• _Enunciado_
Quais pessoas são mencionadas pelo nome no texto sobre Chiquinha Gonzaga?

• _Texto de origem_
A MUSA EM
FORMA DE CANÇÃO
Musa da
inspiração... um canto novo ecoa pelo ar, e, ao longe, um vulto de
mulher - meio deusa, meio mito - surge radiante, mãos ao piano, como que
em meio à criação de uma obra-prima. O povo adere ao canto e entra no
ritmo contagiante do samba, extasiado. Ao fundo, um estandarte azul e
rosa tinge de alegria a majestade desta musa, trazendo à nossa lembrança
antigos carnavais, como um rio que deságua no mar do presente,
desvendando nossas verdadeiras raízes. Eis que é carnaval, e a nossa
escola, comovida, vem à passarela repartindo contentamento e enaltecendo
a mulher brasileira através da musa Chiquinha Gonzaga, mais do que nunca
livre no seu caminhar!
UM CANTO
DE MIL GERAÇÕES
Francisca
Edwiges, mais conhecida como Chiquinha Gonzaga, nasceu no Rio de Janeiro
a 17 de outubro de 1847, no aristocrático bairro do Velho Rio. Seus
pais, o marechal de campo José Basileu Neves Gonzaga e dona Maria de
Lima Gonzaga, impuseram-lhe educação refinada (como acontecia nas
famílias tradicionais da época), primando pela erudição: Chiquinha
levava várias aulas aprendendo a tocar piano ainda criança, revelando
seu gênio musical.
Cedo também
conheceu a vida repressora imposta às mulheres de seu tempo: aos treze
anos foi lhe escolhido um noivo, filho de um rico comendador, que lhe
proibia de tocar piano, justamente seu maior desejo. Após algum tempo de
casada, resolveu livrar-se dos grilhões que prendiam-na àquela união,
abrindo mão do conforto e da segurança de uma vida financeira até estão
estável. Desta forma, contrariando os costumes da época, sabia ela que,
doravante, as portas se fechariam para si. E assim aconteceu. Marcada
pela sociedade, traçou um caminho de abnegação e sacrifício, tudo por um
ideal de liberdade e amor à arte: abraçando a música, sua verdadeira
vocação, deixou às futuras gerações um inestimável acervo cultural, na
alegria de seus versos, ritmos e melodias.

• _Linhas dos dados_
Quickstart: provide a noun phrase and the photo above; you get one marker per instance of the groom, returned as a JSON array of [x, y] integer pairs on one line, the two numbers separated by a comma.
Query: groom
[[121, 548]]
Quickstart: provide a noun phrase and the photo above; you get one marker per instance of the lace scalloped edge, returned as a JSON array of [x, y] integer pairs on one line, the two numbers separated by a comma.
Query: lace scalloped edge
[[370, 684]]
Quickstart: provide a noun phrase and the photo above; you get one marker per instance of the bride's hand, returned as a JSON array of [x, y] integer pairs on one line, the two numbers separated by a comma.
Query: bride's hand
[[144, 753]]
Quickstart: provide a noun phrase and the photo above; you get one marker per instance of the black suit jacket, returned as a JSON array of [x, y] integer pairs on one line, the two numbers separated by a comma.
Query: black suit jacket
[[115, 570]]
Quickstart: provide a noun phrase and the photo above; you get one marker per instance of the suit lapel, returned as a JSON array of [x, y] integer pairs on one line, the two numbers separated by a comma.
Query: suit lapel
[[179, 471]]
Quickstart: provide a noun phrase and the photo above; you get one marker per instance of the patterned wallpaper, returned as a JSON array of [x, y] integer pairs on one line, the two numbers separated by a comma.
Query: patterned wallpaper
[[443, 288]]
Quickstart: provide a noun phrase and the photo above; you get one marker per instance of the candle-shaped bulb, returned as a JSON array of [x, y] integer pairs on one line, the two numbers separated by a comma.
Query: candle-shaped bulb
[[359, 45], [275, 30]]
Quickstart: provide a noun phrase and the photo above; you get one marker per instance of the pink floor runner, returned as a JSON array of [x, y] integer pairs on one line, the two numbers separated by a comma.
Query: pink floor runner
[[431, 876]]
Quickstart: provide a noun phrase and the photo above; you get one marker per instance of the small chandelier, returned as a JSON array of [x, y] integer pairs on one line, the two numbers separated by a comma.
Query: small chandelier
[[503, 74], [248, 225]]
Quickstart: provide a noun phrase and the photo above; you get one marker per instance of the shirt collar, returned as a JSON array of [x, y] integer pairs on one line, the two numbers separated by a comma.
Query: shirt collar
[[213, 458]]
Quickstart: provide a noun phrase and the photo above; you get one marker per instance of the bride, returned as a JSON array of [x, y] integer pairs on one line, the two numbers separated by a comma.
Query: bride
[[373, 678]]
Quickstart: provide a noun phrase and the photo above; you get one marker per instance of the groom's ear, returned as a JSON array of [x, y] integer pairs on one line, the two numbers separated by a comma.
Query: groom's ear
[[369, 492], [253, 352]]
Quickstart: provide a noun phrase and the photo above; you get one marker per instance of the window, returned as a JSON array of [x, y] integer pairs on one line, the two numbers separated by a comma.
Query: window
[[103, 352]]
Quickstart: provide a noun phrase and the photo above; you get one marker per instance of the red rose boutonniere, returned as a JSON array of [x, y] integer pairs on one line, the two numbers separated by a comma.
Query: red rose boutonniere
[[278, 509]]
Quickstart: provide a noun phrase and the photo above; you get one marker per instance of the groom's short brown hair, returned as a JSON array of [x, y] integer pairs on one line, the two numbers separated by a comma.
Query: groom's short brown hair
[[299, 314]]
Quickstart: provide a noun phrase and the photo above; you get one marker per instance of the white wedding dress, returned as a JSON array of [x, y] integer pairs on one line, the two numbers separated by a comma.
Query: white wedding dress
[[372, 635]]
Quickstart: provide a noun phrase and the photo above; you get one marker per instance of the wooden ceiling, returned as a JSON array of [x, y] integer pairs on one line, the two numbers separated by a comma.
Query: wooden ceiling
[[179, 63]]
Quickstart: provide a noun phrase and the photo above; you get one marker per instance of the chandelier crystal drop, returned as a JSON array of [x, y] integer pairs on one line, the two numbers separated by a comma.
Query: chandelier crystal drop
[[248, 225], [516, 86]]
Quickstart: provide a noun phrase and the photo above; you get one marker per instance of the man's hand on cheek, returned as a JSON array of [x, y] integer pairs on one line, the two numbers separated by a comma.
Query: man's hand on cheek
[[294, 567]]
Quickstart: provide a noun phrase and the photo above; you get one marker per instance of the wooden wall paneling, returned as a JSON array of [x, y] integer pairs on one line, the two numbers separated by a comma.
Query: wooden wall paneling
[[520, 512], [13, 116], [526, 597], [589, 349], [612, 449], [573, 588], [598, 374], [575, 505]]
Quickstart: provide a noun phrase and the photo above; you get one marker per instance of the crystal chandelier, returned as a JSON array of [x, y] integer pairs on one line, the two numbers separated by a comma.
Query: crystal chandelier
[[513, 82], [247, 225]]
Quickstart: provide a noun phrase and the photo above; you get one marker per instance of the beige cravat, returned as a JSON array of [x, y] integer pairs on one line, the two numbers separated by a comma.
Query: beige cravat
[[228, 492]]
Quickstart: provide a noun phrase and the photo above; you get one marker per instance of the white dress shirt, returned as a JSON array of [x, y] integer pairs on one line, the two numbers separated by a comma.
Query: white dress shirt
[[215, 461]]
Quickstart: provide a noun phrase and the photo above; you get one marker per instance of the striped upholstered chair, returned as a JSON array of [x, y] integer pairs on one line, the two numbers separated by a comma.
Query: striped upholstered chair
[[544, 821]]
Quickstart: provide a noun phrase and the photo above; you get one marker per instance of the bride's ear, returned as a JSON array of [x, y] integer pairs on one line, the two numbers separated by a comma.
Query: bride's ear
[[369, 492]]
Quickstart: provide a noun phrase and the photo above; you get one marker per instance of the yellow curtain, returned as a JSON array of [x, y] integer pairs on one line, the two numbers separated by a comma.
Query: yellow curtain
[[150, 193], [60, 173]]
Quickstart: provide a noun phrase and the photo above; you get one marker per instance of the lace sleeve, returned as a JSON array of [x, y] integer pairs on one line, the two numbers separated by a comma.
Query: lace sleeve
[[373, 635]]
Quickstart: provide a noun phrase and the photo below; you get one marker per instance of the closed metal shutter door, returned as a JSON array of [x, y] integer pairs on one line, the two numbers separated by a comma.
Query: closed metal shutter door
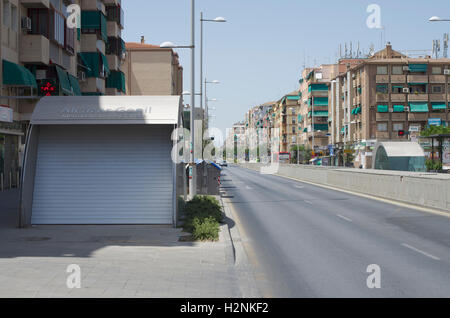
[[103, 175]]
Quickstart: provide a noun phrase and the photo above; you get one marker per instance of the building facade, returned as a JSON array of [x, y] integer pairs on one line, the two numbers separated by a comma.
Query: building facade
[[42, 56], [151, 70], [388, 97]]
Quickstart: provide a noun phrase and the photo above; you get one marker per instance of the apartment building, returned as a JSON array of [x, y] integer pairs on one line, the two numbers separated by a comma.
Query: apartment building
[[313, 116], [151, 70], [389, 96], [41, 56]]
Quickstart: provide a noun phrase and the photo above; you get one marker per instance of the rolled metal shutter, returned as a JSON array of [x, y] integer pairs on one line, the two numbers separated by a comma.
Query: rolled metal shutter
[[104, 174]]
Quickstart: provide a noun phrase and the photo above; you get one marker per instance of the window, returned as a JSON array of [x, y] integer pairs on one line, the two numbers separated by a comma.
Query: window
[[382, 127], [397, 126], [418, 88], [435, 70], [437, 89], [40, 23], [58, 28], [6, 13], [14, 18], [397, 89], [397, 70], [381, 70], [382, 89]]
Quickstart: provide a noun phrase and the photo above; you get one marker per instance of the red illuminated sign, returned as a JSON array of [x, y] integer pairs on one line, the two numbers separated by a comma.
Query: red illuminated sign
[[48, 89]]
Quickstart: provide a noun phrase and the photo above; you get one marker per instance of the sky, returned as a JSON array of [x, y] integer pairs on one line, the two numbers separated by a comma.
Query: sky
[[259, 53]]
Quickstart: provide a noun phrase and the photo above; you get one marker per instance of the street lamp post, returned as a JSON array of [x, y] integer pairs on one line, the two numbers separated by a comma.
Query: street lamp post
[[217, 20], [206, 95], [192, 170], [437, 19]]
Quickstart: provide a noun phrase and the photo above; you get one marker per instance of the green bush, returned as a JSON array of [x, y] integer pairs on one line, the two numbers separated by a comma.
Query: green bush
[[203, 216], [433, 165], [205, 229]]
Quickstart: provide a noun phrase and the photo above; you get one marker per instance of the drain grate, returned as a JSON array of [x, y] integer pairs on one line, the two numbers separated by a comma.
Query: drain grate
[[37, 239]]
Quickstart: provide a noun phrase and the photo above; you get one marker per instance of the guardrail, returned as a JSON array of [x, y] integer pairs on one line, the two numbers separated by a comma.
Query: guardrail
[[422, 189]]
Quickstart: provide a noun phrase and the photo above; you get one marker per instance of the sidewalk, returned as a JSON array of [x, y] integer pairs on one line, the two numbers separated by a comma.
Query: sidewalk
[[115, 261]]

• _Resposta do exercício_
- Chiquinha Gonzaga (Francisca Edwiges)
- José Basileu Neves Gonzaga, marechal de campo e pai dela
- Maria de Lima Gonzaga, mãe dela